● **AIM OF THE TASK**
Continue the piece below about the partial fantasy league auction, picking up after its last sentence.

● **SELECTED EXCERPT**
February 28th, 2008 · 2 Comments

Patrick DiCaprio

Matt Finkelstein and I recently participated in a somewhat unique auction. Here is the team we have so far.

Matt and I are joining a new high stakes league that is starting from scratch. The initial auction would take far too long to do in one day, so the commissioner decreed that we would start with the first 200 players from the ADP list and would auction them on Fantasy Auctioneer, doing as many as we could in a set amount of time. At a later date we will complete the auction.

Strategically this presented a somewhat nightmarish scenario from a planning perspective. There are many unknowns in this scenario: we didn’t know how the other players would react, or their experience level, or how many players would be auctioned. The only legitimate strategy here was to have no pre-conceived plan but merely to target players we like at reasonable prices and to remain supremely flexible and fluid.

● **MATERIAL**

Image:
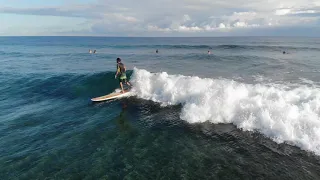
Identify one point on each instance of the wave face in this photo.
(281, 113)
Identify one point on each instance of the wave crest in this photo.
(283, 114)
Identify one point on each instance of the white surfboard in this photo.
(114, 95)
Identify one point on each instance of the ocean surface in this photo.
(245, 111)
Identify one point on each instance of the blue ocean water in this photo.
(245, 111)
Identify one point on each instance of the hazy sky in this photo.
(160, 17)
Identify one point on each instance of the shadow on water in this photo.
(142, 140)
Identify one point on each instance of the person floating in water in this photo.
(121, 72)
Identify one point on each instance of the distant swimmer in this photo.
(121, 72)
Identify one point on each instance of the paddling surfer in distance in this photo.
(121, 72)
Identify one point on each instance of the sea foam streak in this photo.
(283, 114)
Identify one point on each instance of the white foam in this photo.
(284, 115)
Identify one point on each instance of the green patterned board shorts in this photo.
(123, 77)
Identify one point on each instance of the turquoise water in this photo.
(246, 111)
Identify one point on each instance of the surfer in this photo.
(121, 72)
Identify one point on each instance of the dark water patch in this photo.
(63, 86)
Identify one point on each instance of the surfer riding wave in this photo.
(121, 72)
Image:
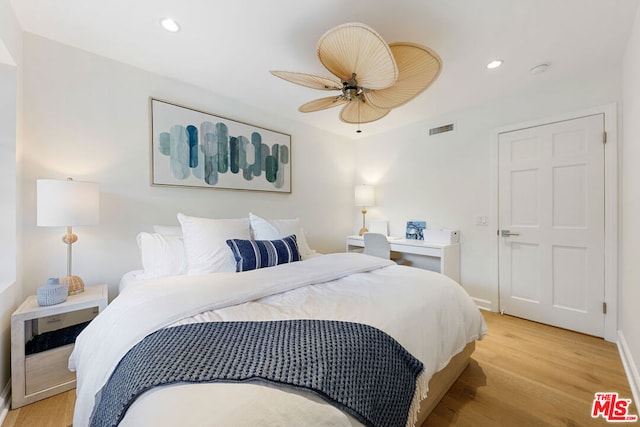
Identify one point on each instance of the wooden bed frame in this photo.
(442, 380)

● **EXERCISE RESULT**
One prime example was how closers were dealt with. Normally my tactic here is to slum for closers, and this was our intention. However even price enforcing bids were enough to snag the closers!

The league parameters are that each owner has two teams, one AL-only team and one NL-only team. Each league is treated separately for scoring purposes (traditional roto style) and then your overall result is summed. So, you might have 100 points in the AL and 120 in the NL and your overall total will be 220. It is that overall total that determines the champion.

Where normally we would have zero after the first 100 players were auctioned, we ended up with:

Joe Nathan $23
Mariano Rivera $21
Jose Valverde $20

I can preach about the lack of value as a parameter for the top of the pyramid, but that is only true when prices are not ridiculously low! My theory is that one should not quibble with one or two dollars when going for players at the top of the pyramid. In that vein we snagged David Wright at $36 and Miguel Cabrera at $38. Whether they will have “value” is irrelevant in my opinion.

Not so with the closers however. Saves are a double point category and the fact that all closers auctioned went for under $25 was a boon to the owners that got them. The closer slumming tactic is a strong one where there are many closer kept or where the non-risky closer go for their typical price.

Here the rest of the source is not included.